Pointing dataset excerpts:
"""

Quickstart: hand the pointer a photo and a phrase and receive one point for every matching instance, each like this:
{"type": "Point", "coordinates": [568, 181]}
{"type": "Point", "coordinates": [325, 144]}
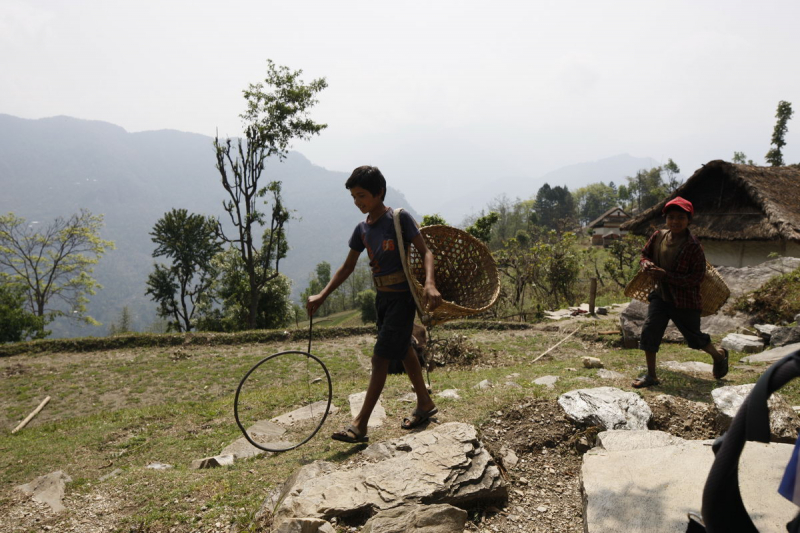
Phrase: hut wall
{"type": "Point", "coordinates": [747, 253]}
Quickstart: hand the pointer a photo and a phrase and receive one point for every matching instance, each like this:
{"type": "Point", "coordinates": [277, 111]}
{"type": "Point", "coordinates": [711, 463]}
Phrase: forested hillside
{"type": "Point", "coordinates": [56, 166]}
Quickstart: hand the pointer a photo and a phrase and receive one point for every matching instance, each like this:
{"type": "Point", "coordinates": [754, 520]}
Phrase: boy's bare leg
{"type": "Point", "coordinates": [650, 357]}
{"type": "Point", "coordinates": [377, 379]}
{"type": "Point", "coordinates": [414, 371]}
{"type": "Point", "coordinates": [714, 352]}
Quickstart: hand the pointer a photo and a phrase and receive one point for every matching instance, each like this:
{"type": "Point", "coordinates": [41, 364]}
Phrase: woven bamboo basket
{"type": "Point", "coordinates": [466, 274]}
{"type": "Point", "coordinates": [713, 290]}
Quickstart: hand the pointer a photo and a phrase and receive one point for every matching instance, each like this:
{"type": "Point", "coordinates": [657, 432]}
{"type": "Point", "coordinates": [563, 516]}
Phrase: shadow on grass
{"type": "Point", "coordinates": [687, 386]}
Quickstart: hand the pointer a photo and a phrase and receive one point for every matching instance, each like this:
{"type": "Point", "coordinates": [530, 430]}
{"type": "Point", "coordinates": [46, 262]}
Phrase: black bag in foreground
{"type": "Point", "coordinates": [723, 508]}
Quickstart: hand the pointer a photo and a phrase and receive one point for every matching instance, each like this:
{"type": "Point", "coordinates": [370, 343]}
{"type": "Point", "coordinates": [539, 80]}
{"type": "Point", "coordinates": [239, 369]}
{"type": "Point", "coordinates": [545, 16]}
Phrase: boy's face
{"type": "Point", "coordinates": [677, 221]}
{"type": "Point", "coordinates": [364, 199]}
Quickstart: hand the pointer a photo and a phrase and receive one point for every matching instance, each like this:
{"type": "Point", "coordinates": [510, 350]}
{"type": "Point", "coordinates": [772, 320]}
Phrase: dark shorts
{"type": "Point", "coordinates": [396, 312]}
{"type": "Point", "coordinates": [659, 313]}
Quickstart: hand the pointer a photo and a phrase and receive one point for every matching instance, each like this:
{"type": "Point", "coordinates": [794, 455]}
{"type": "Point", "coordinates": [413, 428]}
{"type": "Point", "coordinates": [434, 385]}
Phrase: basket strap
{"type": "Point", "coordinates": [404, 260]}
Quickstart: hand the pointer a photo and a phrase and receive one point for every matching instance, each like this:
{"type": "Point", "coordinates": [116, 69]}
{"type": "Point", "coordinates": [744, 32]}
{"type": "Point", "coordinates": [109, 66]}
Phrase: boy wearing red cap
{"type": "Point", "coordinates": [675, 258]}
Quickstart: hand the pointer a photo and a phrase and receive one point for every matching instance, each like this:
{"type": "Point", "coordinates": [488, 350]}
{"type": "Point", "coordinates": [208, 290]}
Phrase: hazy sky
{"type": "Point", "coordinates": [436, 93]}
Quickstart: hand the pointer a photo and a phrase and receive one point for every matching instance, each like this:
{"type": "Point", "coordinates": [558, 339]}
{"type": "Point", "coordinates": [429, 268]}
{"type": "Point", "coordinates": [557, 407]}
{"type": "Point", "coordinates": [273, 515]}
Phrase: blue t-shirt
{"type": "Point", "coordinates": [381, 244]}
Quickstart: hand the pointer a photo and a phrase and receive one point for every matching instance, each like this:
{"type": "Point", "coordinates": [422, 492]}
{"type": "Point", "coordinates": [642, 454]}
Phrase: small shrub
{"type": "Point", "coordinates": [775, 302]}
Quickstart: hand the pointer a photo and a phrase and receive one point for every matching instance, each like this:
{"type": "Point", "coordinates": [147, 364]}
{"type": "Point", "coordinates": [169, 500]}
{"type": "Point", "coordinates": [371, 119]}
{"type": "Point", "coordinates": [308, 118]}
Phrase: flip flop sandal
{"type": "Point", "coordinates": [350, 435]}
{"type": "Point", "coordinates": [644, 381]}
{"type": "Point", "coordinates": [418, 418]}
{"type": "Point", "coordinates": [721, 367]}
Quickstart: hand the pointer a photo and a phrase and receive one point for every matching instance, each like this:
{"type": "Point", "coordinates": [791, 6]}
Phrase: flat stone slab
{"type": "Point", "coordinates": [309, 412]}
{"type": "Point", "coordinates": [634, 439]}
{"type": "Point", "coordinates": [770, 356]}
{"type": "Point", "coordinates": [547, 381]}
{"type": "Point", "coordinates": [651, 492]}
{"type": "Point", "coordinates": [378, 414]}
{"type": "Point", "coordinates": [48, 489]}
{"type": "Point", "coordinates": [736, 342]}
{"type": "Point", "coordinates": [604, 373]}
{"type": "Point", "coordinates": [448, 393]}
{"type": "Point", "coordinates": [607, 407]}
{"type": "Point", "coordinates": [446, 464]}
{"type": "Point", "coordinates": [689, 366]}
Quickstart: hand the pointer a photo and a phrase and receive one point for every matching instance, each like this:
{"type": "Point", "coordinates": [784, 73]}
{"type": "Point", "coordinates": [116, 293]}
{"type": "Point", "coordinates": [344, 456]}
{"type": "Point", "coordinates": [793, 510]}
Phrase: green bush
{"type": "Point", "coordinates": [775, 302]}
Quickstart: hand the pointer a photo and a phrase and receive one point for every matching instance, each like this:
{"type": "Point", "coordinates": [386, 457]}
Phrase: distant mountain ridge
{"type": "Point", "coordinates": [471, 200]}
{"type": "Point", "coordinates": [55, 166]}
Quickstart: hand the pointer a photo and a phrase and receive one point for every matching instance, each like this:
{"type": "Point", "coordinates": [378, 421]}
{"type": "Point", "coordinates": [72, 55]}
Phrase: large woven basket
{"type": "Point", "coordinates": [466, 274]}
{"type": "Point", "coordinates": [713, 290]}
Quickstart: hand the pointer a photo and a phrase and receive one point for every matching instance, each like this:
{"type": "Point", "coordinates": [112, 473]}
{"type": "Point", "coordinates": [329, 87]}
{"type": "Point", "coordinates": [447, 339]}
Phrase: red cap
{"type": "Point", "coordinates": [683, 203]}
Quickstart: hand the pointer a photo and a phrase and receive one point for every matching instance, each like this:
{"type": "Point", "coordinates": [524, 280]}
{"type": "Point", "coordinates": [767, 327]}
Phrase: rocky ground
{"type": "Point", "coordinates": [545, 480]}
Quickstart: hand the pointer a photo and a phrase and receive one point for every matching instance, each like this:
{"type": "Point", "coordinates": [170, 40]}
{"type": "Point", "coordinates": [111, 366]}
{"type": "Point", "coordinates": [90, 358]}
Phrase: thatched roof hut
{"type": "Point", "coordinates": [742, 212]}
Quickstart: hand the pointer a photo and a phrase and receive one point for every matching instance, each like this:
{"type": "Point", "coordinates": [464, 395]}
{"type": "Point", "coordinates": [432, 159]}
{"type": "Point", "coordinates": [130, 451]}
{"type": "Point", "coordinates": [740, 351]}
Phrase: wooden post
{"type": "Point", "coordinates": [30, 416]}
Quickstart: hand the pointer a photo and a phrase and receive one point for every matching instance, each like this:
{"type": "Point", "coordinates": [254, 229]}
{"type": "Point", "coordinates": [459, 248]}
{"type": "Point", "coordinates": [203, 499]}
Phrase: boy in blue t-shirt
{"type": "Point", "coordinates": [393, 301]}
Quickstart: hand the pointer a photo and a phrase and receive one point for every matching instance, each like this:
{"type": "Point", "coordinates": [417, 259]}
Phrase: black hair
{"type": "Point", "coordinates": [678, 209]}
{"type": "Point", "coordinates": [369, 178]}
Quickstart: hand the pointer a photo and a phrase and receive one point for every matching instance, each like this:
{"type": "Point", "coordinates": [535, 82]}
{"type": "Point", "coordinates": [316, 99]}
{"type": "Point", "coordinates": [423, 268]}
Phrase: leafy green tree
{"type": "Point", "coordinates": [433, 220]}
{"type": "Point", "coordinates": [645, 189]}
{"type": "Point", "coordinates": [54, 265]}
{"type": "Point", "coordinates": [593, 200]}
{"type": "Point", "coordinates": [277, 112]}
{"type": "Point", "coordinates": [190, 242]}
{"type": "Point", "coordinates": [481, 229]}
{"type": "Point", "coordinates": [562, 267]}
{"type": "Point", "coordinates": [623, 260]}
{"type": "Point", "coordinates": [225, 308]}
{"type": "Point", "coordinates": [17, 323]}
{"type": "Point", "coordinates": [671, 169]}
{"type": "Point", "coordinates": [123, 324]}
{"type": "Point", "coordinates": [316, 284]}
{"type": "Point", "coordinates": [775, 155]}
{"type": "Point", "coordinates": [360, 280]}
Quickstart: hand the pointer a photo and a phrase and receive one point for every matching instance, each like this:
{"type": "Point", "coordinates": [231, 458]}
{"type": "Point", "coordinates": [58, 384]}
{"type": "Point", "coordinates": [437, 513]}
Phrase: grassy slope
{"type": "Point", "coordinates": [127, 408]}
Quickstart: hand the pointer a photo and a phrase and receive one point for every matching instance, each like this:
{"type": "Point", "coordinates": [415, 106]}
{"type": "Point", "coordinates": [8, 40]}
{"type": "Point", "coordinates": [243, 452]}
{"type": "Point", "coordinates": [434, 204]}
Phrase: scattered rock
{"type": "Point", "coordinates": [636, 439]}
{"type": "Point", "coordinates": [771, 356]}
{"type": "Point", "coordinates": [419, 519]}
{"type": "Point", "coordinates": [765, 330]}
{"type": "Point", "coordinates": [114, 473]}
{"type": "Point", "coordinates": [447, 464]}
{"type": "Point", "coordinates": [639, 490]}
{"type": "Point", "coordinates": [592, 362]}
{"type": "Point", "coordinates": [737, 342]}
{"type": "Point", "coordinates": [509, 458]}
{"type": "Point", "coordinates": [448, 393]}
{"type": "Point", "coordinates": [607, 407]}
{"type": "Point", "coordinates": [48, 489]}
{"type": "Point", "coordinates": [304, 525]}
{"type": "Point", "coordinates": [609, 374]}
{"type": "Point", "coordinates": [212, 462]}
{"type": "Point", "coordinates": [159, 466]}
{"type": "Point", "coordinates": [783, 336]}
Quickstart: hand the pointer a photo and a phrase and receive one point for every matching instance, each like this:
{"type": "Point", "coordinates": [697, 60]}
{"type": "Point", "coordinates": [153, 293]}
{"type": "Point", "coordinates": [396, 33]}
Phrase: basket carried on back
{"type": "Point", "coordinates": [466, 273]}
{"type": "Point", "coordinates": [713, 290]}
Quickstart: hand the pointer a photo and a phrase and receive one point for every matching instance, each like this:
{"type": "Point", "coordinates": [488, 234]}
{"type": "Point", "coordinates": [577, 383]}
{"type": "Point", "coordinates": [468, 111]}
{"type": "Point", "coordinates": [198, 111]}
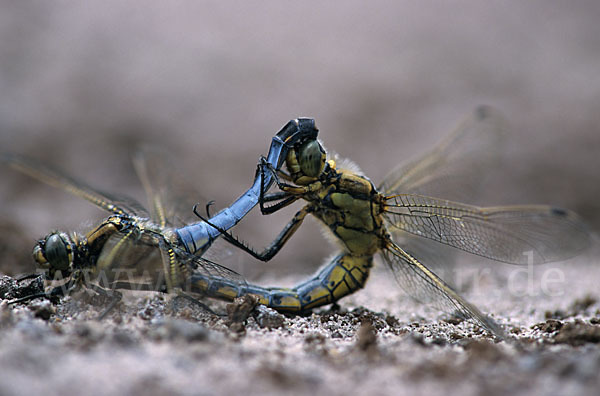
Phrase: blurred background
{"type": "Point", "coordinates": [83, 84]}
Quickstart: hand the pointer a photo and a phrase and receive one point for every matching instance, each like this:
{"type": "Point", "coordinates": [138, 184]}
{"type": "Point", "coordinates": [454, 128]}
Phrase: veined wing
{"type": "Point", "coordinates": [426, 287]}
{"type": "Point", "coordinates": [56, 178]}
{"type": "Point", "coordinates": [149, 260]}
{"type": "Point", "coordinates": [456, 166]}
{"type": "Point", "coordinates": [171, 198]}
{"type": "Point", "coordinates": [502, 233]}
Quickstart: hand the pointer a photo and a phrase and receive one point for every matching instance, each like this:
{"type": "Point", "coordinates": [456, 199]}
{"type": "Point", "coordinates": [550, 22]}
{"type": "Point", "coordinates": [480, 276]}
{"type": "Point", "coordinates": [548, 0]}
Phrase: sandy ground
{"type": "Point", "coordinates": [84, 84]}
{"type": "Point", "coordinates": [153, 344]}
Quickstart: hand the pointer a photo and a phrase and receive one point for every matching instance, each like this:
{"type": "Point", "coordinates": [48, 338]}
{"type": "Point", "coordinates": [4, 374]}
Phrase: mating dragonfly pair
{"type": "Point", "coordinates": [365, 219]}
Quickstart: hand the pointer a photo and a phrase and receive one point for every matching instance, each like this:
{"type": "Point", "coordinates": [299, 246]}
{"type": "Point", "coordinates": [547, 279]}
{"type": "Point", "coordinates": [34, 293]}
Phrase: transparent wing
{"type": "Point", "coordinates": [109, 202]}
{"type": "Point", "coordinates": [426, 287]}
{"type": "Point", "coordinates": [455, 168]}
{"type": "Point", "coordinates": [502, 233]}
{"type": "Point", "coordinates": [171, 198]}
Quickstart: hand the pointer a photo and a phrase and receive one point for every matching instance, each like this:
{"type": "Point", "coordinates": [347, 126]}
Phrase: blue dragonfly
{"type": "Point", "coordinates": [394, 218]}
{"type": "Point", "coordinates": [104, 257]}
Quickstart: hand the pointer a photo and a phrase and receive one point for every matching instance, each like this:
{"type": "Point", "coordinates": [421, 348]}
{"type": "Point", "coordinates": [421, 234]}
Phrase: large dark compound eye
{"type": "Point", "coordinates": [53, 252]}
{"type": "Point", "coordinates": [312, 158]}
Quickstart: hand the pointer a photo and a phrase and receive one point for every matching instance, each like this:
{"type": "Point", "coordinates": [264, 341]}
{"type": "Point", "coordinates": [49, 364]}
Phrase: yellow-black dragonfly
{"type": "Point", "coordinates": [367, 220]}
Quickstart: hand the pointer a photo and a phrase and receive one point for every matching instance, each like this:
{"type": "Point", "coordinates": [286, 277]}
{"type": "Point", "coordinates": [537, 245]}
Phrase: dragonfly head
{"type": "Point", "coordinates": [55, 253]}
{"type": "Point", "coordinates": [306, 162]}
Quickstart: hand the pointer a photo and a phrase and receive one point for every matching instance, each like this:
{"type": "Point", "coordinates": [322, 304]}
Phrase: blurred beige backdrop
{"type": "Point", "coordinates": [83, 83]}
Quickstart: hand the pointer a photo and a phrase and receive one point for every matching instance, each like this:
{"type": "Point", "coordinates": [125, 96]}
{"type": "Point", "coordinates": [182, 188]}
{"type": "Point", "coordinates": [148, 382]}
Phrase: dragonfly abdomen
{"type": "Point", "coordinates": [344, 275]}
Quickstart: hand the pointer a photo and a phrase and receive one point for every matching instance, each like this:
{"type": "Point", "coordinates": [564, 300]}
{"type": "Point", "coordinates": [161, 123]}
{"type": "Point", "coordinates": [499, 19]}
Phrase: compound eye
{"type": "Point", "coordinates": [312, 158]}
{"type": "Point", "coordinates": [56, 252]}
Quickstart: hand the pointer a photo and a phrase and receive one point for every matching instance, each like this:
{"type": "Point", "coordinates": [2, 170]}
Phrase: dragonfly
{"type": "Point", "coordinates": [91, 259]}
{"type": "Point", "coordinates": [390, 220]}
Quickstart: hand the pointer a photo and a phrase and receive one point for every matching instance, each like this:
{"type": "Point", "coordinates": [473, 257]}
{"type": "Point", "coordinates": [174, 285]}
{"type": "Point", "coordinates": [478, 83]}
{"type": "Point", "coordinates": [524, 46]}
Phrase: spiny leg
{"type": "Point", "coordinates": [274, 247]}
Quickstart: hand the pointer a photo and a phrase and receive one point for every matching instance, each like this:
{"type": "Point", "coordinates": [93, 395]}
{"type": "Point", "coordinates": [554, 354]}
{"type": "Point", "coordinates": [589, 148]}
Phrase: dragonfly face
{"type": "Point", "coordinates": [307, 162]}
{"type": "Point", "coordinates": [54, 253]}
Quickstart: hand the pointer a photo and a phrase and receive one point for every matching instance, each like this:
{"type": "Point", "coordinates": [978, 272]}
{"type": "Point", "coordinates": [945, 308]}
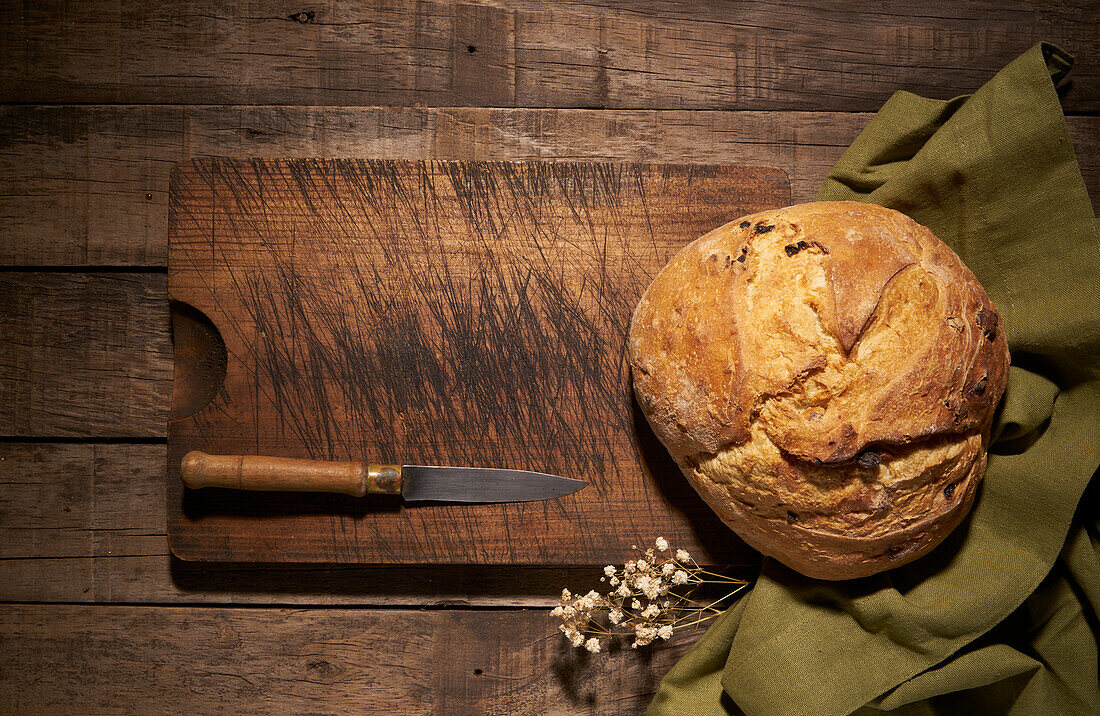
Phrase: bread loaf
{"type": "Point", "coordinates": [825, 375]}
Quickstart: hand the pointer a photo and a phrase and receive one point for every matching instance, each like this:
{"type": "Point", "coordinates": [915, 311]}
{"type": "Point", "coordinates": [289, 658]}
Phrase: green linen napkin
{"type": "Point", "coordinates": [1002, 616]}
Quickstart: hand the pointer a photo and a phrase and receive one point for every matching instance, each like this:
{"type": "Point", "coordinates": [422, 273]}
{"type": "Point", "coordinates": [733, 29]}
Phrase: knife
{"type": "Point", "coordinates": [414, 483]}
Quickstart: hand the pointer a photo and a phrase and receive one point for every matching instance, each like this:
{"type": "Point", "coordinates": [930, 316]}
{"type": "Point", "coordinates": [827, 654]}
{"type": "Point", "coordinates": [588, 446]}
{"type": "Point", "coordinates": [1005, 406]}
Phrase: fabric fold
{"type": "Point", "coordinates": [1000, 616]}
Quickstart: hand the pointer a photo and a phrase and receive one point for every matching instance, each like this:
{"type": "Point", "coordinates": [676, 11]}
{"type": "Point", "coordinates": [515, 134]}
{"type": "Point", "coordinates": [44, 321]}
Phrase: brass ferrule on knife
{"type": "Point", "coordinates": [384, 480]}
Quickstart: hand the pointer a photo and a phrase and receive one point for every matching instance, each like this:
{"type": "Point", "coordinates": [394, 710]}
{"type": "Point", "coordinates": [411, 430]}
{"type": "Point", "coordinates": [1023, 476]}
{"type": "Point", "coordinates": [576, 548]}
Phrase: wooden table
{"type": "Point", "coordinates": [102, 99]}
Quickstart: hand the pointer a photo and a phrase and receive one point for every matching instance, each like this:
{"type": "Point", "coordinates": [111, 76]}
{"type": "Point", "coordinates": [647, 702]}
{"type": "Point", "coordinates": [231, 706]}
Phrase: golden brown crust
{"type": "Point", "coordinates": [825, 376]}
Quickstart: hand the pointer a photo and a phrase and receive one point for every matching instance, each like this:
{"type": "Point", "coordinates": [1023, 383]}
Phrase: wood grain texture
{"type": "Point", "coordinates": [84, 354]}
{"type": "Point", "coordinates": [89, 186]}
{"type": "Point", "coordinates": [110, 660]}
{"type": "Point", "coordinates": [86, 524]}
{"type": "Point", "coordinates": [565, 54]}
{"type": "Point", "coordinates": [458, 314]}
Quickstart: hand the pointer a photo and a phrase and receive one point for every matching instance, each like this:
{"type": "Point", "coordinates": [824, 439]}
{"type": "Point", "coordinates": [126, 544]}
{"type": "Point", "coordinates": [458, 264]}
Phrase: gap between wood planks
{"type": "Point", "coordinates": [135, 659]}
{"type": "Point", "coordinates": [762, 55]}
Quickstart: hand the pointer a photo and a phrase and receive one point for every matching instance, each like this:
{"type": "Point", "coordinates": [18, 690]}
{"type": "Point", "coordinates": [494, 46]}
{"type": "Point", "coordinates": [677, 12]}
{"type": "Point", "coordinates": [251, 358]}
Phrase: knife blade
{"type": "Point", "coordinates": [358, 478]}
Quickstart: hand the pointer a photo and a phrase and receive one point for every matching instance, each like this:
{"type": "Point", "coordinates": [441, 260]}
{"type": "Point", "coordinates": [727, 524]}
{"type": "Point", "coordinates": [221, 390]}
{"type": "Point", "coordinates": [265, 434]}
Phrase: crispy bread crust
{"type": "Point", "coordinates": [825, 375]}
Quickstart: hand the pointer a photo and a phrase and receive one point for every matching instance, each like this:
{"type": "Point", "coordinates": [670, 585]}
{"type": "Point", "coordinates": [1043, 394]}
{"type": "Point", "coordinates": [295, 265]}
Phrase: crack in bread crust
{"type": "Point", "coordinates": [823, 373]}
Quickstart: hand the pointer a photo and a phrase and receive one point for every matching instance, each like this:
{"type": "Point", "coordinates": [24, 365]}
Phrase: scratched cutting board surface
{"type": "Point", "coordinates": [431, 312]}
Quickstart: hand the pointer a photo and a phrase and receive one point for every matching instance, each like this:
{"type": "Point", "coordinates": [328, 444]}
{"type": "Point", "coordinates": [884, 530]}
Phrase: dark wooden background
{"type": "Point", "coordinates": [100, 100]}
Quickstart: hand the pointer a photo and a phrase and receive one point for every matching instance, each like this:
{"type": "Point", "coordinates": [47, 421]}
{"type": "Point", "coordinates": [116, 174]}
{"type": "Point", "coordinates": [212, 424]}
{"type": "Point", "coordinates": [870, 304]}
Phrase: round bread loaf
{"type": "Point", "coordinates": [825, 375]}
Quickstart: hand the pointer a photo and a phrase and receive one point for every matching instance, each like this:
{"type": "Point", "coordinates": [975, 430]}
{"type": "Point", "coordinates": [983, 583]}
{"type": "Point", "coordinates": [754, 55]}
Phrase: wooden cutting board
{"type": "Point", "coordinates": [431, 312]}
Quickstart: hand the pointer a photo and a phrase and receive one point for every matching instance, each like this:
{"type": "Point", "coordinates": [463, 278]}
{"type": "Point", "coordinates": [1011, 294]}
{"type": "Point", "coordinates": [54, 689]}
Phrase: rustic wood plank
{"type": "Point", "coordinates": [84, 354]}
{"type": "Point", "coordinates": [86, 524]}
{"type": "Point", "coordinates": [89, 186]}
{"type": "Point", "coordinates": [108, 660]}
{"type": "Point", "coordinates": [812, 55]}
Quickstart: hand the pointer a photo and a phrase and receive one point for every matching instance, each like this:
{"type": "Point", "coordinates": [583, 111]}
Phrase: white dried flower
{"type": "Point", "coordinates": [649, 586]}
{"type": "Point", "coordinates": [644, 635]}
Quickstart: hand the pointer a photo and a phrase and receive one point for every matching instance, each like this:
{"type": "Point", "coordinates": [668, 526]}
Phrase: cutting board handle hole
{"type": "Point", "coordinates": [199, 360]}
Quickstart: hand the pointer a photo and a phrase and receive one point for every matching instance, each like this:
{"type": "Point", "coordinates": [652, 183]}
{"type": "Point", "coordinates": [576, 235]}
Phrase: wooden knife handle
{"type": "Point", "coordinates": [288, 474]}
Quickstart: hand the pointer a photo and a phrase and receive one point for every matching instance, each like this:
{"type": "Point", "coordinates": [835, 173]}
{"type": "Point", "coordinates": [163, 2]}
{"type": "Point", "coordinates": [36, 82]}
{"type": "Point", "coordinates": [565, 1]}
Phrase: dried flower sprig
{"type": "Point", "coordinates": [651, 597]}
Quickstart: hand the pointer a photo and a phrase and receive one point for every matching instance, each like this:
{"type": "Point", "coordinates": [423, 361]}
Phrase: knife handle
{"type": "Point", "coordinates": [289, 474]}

"""

Directions for this task: Identify every line in the data above that contains the word "dark", and copy each of those lines in full.

Completed task:
Phrase: dark shorts
Phrase: large dark compound eye
Phrase: dark wooden background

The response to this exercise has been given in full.